[RECORD EXCERPTS]:
════

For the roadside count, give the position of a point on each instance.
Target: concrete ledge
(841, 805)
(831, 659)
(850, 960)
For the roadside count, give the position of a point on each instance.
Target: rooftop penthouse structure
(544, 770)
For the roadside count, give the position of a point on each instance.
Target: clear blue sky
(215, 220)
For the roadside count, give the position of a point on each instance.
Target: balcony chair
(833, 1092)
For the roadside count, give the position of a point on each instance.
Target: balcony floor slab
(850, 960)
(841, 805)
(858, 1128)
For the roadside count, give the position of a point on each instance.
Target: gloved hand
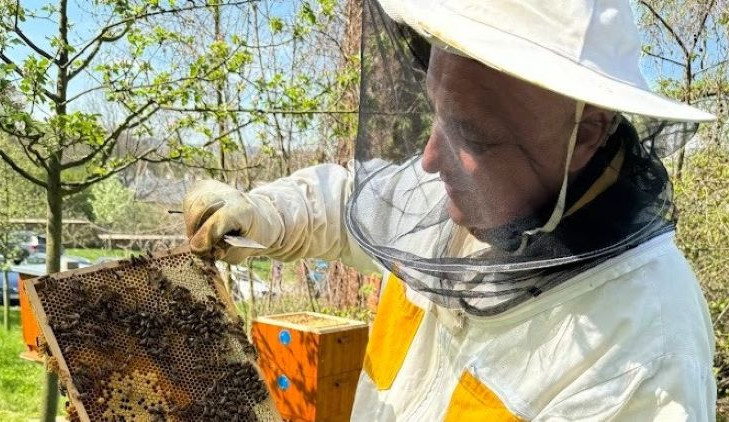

════

[WHAT TO WORK ON]:
Repeat the records word for word, skipping pictures.

[OUTPUT]:
For the roadside count, give the position of a point on each instance.
Target: concrete ledge
(841, 805)
(831, 659)
(850, 960)
For the roadside count, give the position of a point on each instance.
Target: rooftop penthouse structure
(544, 770)
For the roadside count, give the position of a point on each instance.
Target: clear blue sky
(215, 220)
For the roadside count, give the position of a point on each instance.
Target: balcony chair
(833, 1092)
For the roadside count, give the position of a point on each instance.
Target: balcony floor slab
(850, 960)
(841, 805)
(858, 1128)
For the roadside count, give the position of a point on each instance.
Target: gloved hand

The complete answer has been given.